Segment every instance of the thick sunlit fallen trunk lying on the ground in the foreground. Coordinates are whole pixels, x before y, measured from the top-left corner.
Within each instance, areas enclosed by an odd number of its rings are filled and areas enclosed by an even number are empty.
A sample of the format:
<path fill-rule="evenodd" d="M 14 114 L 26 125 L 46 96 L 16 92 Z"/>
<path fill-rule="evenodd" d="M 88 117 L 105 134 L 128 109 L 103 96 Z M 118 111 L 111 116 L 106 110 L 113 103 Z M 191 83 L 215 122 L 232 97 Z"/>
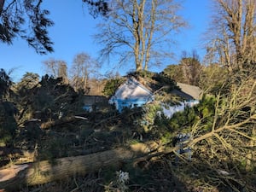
+-------+
Which lines in the entries above contain "instance"? Pull each of them out.

Written answer:
Segment every instance of the thick sunlit fallen trunk lying on the ground in the foreground. Coordinates are whole pixels, x before y, measured from the top-left corner.
Within each instance, areas enclosed by an odd number of its rings are filled and areas enclosed by an even number are empty.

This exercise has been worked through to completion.